» Material shown:

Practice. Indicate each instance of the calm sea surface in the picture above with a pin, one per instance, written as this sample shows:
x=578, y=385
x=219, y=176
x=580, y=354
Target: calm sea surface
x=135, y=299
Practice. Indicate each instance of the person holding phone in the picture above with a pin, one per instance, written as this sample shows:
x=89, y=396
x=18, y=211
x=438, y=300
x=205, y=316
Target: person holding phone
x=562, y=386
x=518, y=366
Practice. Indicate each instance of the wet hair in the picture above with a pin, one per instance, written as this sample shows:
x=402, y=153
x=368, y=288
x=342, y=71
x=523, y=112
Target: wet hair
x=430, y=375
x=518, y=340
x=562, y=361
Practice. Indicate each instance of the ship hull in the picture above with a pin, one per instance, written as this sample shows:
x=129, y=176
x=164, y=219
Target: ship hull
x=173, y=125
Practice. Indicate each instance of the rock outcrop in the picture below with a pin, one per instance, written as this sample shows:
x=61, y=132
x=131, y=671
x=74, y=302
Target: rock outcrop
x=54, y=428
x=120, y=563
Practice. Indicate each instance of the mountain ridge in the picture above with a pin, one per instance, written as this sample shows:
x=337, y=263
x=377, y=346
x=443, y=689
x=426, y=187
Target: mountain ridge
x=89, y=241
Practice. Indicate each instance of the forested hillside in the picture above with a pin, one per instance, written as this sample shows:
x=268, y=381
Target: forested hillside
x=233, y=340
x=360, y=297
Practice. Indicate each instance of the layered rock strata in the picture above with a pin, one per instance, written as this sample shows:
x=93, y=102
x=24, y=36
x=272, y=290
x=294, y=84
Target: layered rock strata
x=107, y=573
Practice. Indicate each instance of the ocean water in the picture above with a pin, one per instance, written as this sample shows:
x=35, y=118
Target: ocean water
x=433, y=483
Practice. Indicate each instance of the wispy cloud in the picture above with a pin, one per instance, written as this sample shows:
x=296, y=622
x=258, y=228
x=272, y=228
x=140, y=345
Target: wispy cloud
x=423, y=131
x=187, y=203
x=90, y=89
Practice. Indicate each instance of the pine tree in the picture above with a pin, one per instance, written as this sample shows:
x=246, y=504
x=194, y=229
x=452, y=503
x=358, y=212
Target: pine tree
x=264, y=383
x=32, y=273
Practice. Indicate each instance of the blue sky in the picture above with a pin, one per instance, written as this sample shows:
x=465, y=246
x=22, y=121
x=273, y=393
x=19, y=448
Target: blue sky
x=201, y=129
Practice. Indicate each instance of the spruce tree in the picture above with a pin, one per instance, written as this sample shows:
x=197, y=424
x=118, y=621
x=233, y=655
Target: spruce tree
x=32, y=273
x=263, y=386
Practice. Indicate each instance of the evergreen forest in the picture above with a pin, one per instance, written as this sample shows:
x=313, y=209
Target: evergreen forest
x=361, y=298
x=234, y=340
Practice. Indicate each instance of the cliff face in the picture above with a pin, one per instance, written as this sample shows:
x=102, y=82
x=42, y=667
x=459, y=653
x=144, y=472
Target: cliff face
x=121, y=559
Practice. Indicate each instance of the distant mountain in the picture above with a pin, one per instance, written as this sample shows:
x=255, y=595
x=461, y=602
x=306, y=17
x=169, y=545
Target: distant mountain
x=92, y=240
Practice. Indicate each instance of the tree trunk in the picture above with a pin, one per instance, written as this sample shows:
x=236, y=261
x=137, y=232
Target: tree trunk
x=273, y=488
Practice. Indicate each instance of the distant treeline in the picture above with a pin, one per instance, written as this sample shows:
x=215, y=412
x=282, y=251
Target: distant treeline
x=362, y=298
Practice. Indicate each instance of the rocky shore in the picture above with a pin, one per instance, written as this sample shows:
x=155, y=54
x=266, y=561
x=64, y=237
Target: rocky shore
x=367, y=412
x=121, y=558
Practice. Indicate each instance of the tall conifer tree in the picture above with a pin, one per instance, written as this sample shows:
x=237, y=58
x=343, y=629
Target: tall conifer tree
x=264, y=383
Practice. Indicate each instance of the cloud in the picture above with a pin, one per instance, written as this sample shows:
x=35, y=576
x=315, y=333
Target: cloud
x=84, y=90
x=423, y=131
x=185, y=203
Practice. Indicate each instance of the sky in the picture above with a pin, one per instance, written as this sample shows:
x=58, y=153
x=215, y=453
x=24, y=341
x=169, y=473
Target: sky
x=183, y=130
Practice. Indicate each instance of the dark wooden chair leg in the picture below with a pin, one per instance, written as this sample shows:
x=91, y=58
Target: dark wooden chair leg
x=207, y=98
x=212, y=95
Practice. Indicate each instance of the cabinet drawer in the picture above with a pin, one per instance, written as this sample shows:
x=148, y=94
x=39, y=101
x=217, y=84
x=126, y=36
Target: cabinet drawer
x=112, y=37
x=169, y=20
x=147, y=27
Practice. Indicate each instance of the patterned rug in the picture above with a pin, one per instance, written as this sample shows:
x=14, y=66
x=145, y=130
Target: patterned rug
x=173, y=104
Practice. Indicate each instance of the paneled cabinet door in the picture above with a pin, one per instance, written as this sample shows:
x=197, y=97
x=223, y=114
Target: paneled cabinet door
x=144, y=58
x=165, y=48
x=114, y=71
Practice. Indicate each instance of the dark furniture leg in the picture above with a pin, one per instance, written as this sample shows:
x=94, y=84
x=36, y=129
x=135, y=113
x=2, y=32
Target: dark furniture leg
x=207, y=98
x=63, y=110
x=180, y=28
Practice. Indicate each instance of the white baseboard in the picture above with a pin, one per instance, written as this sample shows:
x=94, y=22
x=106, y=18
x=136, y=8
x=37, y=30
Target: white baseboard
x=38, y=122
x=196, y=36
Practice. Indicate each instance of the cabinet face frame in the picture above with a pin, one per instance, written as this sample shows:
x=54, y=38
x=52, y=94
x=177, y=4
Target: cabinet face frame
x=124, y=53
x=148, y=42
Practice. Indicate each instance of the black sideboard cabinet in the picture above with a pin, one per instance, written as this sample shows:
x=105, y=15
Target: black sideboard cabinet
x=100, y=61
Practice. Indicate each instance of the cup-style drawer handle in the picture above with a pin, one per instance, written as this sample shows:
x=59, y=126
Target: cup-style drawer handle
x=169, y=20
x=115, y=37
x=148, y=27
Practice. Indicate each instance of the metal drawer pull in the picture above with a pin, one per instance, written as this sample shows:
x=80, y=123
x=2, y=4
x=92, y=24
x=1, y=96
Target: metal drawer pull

» Your objective: Edit the material above by replacing "Target" with "Label" throughout, leaving everything else unchanged.

» Exercise solution:
Practice. Indicate each instance of the calm sea surface in the picture above with a pin, one per instance, written as this sample shows:
x=578, y=385
x=219, y=176
x=580, y=354
Label: calm sea surface
x=135, y=299
Practice. Indicate each instance of the person holding phone in the picture above with a pin, one per instance, written as this sample shows:
x=89, y=396
x=18, y=211
x=438, y=300
x=205, y=316
Label: person holding phone
x=562, y=386
x=518, y=366
Practice. Indicate each instance of the wet hair in the picture above with a pin, one per instance, written as this sample shows:
x=402, y=153
x=368, y=288
x=342, y=71
x=523, y=112
Label: wet hair
x=430, y=375
x=518, y=340
x=562, y=361
Practice. Indicate each instance of the ship hull in the picture above with a pin, one per instance, written as this sample shows:
x=129, y=176
x=164, y=219
Label: ship hull
x=173, y=125
Practice. Indicate each instance of the rock outcrop in the picture below with a pin, one per instance, written as this sample shows:
x=61, y=132
x=131, y=671
x=74, y=302
Label: rock outcrop
x=54, y=428
x=120, y=563
Practice. Indicate each instance of the mountain ridge in the picture above with a pin, one per instance, written as this sample shows:
x=337, y=263
x=377, y=346
x=443, y=689
x=426, y=187
Label: mountain ridge
x=89, y=241
Practice. Indicate each instance of the forested hillside in the picture above with a pin, one per instance, written as this sample shows:
x=268, y=381
Label: forested hillside
x=233, y=340
x=360, y=297
Practice. Indicate each instance of the layered rock strata in the picture above with a pin, one per instance, written as this sample shows:
x=93, y=102
x=24, y=36
x=272, y=290
x=294, y=84
Label: layered rock strata
x=107, y=573
Practice. Indicate each instance of the ocean water in the picture above with a pin, one per instance, written as this sample shows:
x=35, y=118
Label: ocean water
x=433, y=483
Practice. Indicate each instance of the wispy cloud in the picture above with a pin, one per instance, written as this sample shows:
x=296, y=622
x=258, y=228
x=272, y=228
x=140, y=345
Label: wispy cloud
x=423, y=131
x=187, y=203
x=90, y=89
Practice. Indicate each instance of the pine tree in the picture above with a pin, one per instance, written as this sample shows:
x=246, y=504
x=194, y=229
x=452, y=503
x=358, y=212
Label: pine tree
x=264, y=383
x=32, y=273
Practice. Indicate each instance of the blue sky in the picture above with a pin, one per instance, written as this sample shows:
x=465, y=246
x=22, y=121
x=273, y=393
x=19, y=448
Label: blue sky
x=201, y=129
Practice. Indicate each instance of the spruce tree in the picture above with a pin, one per instance, written as this sample shows:
x=197, y=424
x=118, y=621
x=233, y=655
Label: spruce tree
x=32, y=273
x=263, y=386
Practice. Indicate each instance of the evergreen forest in the picture above with a pin, one per instance, written as this sample shows:
x=313, y=209
Label: evergreen forest
x=361, y=298
x=234, y=340
Practice. Indicate each instance of the cliff face in the picture above with a pin, one per instance, written as this sample shows:
x=102, y=82
x=42, y=667
x=459, y=653
x=144, y=472
Label: cliff face
x=121, y=559
Practice. Indicate each instance of the distant mountain in the picture above with a pin, one per instance, written as this sample shows:
x=255, y=595
x=461, y=602
x=306, y=17
x=169, y=545
Label: distant mountain
x=92, y=240
Practice. Indicate each instance of the tree trunk in the picture above with a pin, one per instance, written as this sample shows:
x=236, y=261
x=137, y=232
Label: tree trunk
x=273, y=488
Practice. Indicate each instance of the distant treeline in the picture above with a pin, one per instance, written as this sample shows:
x=215, y=412
x=282, y=251
Label: distant treeline
x=362, y=298
Practice. Indicate each instance of the rocky shore in the picture above with a pin, one per instance, written as this sample shows:
x=155, y=54
x=266, y=561
x=64, y=237
Label: rocky shore
x=367, y=412
x=121, y=558
Practice. Indicate each instance of the tall conifer tree in the picture above with a pin, one per instance, written as this sample shows:
x=237, y=58
x=343, y=629
Label: tall conifer tree
x=264, y=383
Practice. Indicate each instance of the cloud in the picture above with a pin, one per instance, written as this sample shows:
x=35, y=576
x=315, y=333
Label: cloud
x=84, y=90
x=423, y=131
x=185, y=203
Practice. Indicate each instance of the sky in the picture above with a pin, one per instance, written as this sample shows:
x=58, y=153
x=215, y=453
x=24, y=341
x=169, y=473
Label: sky
x=183, y=130
Practice. Indicate each instance of the dark wooden chair leg in the picture below with a pin, one per instance, written as this sample shows:
x=91, y=58
Label: dark wooden chair leg
x=207, y=98
x=212, y=95
Practice. Indicate each instance of the cabinet drawer in the picture above with a pin, one per instance, written as this sample shows:
x=148, y=94
x=39, y=101
x=217, y=84
x=126, y=36
Label: cabinet drawer
x=112, y=37
x=169, y=20
x=147, y=27
Practice. Indicate each instance of the patterned rug in the picture above with a pin, one per instance, written as this sample shows:
x=14, y=66
x=145, y=130
Label: patterned rug
x=173, y=104
Practice. Indicate each instance of the paneled cabinet door in the picture above with a pin, one per instance, written as this sample shows:
x=197, y=97
x=223, y=114
Label: paneled cabinet door
x=144, y=58
x=165, y=48
x=114, y=71
Practice. Indicate each instance of the dark furniture leg in the picture above with a pin, one per instance, written as this sample shows:
x=94, y=84
x=36, y=129
x=135, y=113
x=2, y=32
Label: dark furniture leg
x=207, y=98
x=63, y=110
x=180, y=28
Practice. Indicate each instance of the white baseboard in the picture above with a pin, one per instance, written as this sample shows:
x=94, y=22
x=106, y=18
x=136, y=8
x=37, y=30
Label: white baseboard
x=38, y=122
x=196, y=36
Practice. Indicate each instance of the cabinet face frame in the picture above with a pin, one per instance, written as this sample shows:
x=54, y=38
x=52, y=94
x=177, y=4
Label: cabinet face frame
x=124, y=53
x=148, y=42
Practice. Indicate each instance of the black sideboard cabinet in the picture above with a pin, one per instance, written as this sample shows:
x=105, y=15
Label: black sideboard cabinet
x=100, y=61
Practice. Indicate each instance of the cup-style drawer handle in the picture above with a pin, one per instance, written as this sample shows:
x=59, y=126
Label: cup-style drawer handle
x=169, y=20
x=115, y=37
x=148, y=27
Practice. Indicate each instance of the metal drawer pull in the picture above with a pin, one per instance, written as this sample shows:
x=80, y=123
x=2, y=4
x=92, y=24
x=1, y=96
Label: metal drawer pull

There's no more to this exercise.